----- SOURCE TEXT -----

Today is Earth Day, but it’s one of the most confused and misguided celebratory days of the year. The UN refers to this day as the ”International Mother Earth Day,” but what is it we’re supposed to celebrate?
Like a lot of people, I think of Earth Day as Earth’s Birthday. I know it’s “Earth Day,” not “Earth’s Birthday,” but it’s the only day once a year, every year that we are all supposed to celebrate Earth – just like a birthday.
Imagine, then, a surprise birthday – a room filled with millions of people suppressing giggles of excitement as Earth walks in innocently and, SURPRISE! Happy Birthday, Earth! After Earth calms down from the shock of having so many people show up for her birthday, she’d immediately be suspicious: where’s the cake? Where are all the presents?
As Earth takes her seat to enjoy the festivities in her honor, what happens is a huge number of environmental events around the world: a cleanup drive in the Philippines; tree planting along the Paraíba do Sul river in Brazil; the planting of an olive tree accompanied by demonstrations on recycling and composting at a school in Grakas, Greece; an event involving “teachers and community groups with awesome environmental and sustainability education” sponsored by the Sunshine Coast Council in Australia; a PandaRun in Singapore where 20 people dressed as pandas will tour the city; and in India a “Clean & Green” event will “collect the women from the slums of Raipur District and motivate them to keep their slums clean.”
Here in the US there will be Earth Day Yoga in Midlothian, Texas; a “Teens Turning Green” town hall event at Temple University, Pennsylvania; an Earth Day Interfaith Gathering at a Lutheran Church in California; an Energize Democracy Climate Justice Rally in Albany, New York; a Recycled Art Contest at Vincennes University, Indiana; and a worm composting for Earth Day celebration by the Virginia Cooperative Extension which they liken to making Earth a birthday cake.
So instead of a huge cake with 4.6 billion candles on it, there’s a gigantic mound of compost full of dinner waste and worms in Virginia, maybe with a methane flame to serve as a candle. Happy Birthday, Earth!
Earth isn’t a person, but it seems no matter how robust her constitution, I imagine she would cry.
Earth Day is like a birthday in which everyone individually proclaims how they won’t pollute, poison, burn, fracture, abrade, drain, or otherwise abuse you.
Don’t get me wrong, these are important things to do. But Earth Day seems to be mostly about us not doing what we know we ought not to do in the first place.
‘For all people’
How did Earth Day come to be about us rather than about Earth? Actually, Earth Day was never about Earth; it was a celebration of environment and peace.
Earth Day, first declared on 21 March 1969, was the brainchild of John McConnell, a celebrated peace activist, who recognized that peace, progress, and prosperity depended on balanced ecological processes. He convinced the UN Secretary, U Thant, and other leading figures, to declare the northern vernal equinox Earth Day.

-----

◆ **PROBLEM DESCRIPTION**:
Answer these questions from the Earth Day text:
1. In which city will the PandaRun take place, and how many people dressed as pandas will tour it?
2. What does the Virginia Cooperative Extension liken its worm composting to?
3. On what date was Earth Day first declared?
The records play no part in the work here.

----- GIVEN INFORMATION -----

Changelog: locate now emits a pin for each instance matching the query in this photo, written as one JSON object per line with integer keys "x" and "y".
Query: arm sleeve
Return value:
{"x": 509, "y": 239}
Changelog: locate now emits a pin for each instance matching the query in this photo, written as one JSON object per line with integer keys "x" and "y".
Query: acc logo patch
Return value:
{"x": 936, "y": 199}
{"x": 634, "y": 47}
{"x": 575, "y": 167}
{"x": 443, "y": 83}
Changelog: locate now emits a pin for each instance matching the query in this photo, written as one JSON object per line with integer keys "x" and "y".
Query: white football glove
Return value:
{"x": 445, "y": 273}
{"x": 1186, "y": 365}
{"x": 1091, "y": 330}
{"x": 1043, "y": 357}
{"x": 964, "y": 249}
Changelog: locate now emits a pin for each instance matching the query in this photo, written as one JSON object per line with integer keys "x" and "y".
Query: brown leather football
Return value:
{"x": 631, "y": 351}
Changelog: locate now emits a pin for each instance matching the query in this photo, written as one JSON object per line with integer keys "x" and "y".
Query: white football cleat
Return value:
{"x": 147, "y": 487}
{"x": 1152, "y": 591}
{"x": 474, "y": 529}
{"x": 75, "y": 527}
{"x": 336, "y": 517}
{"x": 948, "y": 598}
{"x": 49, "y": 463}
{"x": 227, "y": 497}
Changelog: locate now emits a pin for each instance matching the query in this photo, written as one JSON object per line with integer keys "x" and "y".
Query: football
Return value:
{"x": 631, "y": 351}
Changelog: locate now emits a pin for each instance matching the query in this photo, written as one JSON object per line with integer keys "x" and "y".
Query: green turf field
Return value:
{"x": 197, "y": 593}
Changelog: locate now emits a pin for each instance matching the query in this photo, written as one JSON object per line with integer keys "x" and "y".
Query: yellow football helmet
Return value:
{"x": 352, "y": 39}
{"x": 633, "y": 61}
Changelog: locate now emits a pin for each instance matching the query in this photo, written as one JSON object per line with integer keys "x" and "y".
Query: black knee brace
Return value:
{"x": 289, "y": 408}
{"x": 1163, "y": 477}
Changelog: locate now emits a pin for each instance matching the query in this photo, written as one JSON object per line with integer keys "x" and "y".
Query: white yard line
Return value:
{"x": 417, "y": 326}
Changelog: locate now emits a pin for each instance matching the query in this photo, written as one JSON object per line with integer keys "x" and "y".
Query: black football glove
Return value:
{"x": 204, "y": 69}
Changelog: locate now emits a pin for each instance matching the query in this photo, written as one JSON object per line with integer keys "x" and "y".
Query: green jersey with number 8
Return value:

-----

◆ **OUTPUT**:
1. Singapore; 20 people.
2. Making Earth a birthday cake.
3. 21 March 1969.